→ Aim A
In the Tesla crash text, what did the car hit after leaving the road?
→ Aim B
Return the stretch of the Tesla crash text from "Two more reasons" through "north of Houston.", word for word.
→ Aim C
Carry the Tesla crash article forward, starting right after its final sentence.

## start Text excerpt

Two more reasons Apple doesn’t sell a self-driving automobile

From the New York Times’s “2 Killed in Driverless Tesla Car Crash, Officials Say” posted Monday:

Two men were killed in Texas after a Tesla they were in crashed on Saturday and caught fire with neither of the men behind the wheel, the authorities said.

Mark Herman, the Harris County Precinct 4 constable, said that physical evidence from the scene and interviews with witnesses led officials “to believe no one was driving the vehicle at the time of the crash.”

The vehicle, a 2019 Model S, was going at a “high rate of speed” around a curve at 11:25 p.m. local time when it went off the road about 100 feet and hit a tree, Constable Herman said. The crash occurred in a residential area in the Woodlands, an area about 30 miles north of Houston.

The men were 59 and 69 years old. One was in the front passenger seat and one in the rear seat, Constable Herman said.

## end Text excerpt
## start Information shown

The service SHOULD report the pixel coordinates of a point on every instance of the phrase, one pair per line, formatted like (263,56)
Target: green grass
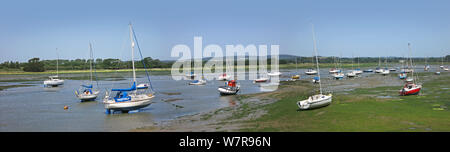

## end Information shown

→ Response A
A tree.

→ Response B
Two more reasons Apple doesn’t sell a self-driving automobile

From the New York Times’s “2 Killed in Driverless Tesla Car Crash, Officials Say” posted Monday:

Two men were killed in Texas after a Tesla they were in crashed on Saturday and caught fire with neither of the men behind the wheel, the authorities said.

Mark Herman, the Harris County Precinct 4 constable, said that physical evidence from the scene and interviews with witnesses led officials “to believe no one was driving the vehicle at the time of the crash.”

The vehicle, a 2019 Model S, was going at a “high rate of speed” around a curve at 11:25 p.m. local time when it went off the road about 100 feet and hit a tree, Constable Herman said. The crash occurred in a residential area in the Woodlands, an area about 30 miles north of Houston.

→ Response C
My take: It’s a tossup who was more reckless, the two guys who let a Tesla drive itself into a tree or Elon Musk, sold them the thing. I’m reminded of the piece in EE Times by Colin Barnden that I quoted in January:

Uber seemingly didn’t think, or didn’t care, about the risks of hurling 4,500-pound Volvo XC90s around the streets of Tempe, Arizona, using test-level software and poorly trained safety drivers. It foolishly pursued the Silicon Valley mantra of “move fast and break things” in its efforts to be first to market with a self-driving robotaxi service and succeeded in killing Elaine Herzberg in March 2018…

For the last five or so years, we have been watching a multi-billion-dollar game of poker play out under the guise of “self-driving.” Uber was the robotaxi joker and Tesla the sucker that showed everyone the liability risks associated with poorly designed automated driving systems and inadequate driver monitoring in mass-market vehicles.

Apple, in comparison, is neither stupid nor a sucker. Apple did what Apple does and sat on the sidelines and watched developments unfold. It waited. And waited. And waited…

34 Comments

  1. Horace Dediu said:
    “No one was driving the vehicle at the time of the crash”? Tesla has the option for “full self-driving” so if that was enabled then the officials are wrong and there certainly was a driver.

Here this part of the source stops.